**Kutipan Teks**
· · · · · · ·

Setahun Tak Pulang, Diminta Ceraikan Istri
Prihatin dengan sampah yang dibuang di jalan, Rahmat Andri Yana melakukan aksi simpatik. Dia berkeliling Indonesia dengan bersepeda sambil memunguti sampahsampah yang ditemui di tengah jalan.
”ANNISA jangan menangis. Aa’ pasti kembali. Insya Allah perjalanan ini tujuannya baik,” ucap Mamat, panggilan Rahmat Andri Yana, kepada istrinya, Anissa, saat pe- lepasan aksinya, 21 Februari lalu. Pelepasan Mamat dilakukan di depan kantor DPRD Kota Cimahi. Sejumlah anggota dewan hadir dalam upacara itu.
Tekad Mamat sudah bulat. Maka, meski berat meninggalkan istri dan anak semata wayang mereka yang masih berumur lima tahun, Mamat enggan berpaling. Apalagi, dia telah menyiapkannya secara matang, baik perangkat sepedanya maupun rute dan hal nonteknisnya
Dalam aksi itu, Mamat mengendarai sepeda lipat hijau yang dirakit menjadi kendaraan pengangkut. Di bagian belakang sepeda terikat keranjang baju plastik yang dimanfaatkan sebagai kontainer sampah organik yang dia pungut selama bersepeda. Di kanan kiri keranjang terdapat tas sepeda berisi 3 baju, 2 jaket, 4 celana pendek, dan sarung. Tumpukan barang itu masih ditambah gulungan matras dan sleeping bag. Sepeda lipat mininya bak keledai yang kelebihan muatan.
Selama ini pria kelahiran 30 Juni 1986 itu jarang keluar kota. Dengan demikian, dia belum tahu rute jalan yang mesti dilalui. Karena itu, cukup beralasan bila Mamat membutuhkan peta Atlas agar tidak tersesat di jalan.

· · · · · · ·

**Bagian Data**
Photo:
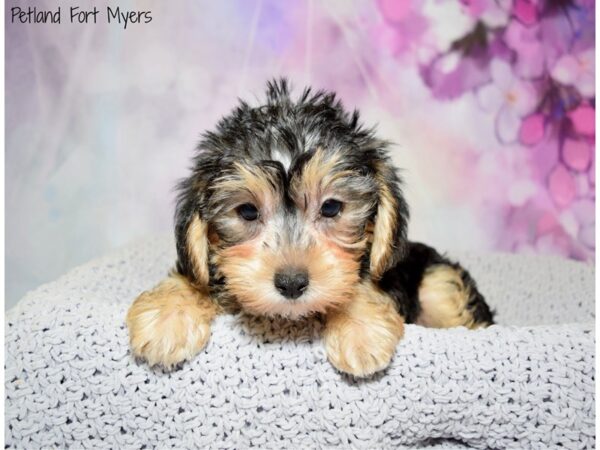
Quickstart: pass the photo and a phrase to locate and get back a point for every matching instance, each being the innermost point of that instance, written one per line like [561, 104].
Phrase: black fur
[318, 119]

· · · · · · ·

**Permintaan**
Dapatkah Anda menuliskan bagian kutipan teks mulai dari "Selama ini pria" sampai dengan "tersesat di jalan.", kedua ujungnya ikut disertakan, tanpa mengubah satu huruf pun? Gunakan kutipan teks itu saja sebagai sumber.

**Jawaban Benar**
Selama ini pria kelahiran 30 Juni 1986 itu jarang keluar kota. Dengan demikian, dia belum tahu rute jalan yang mesti dilalui. Karena itu, cukup beralasan bila Mamat membutuhkan peta Atlas agar tidak tersesat di jalan.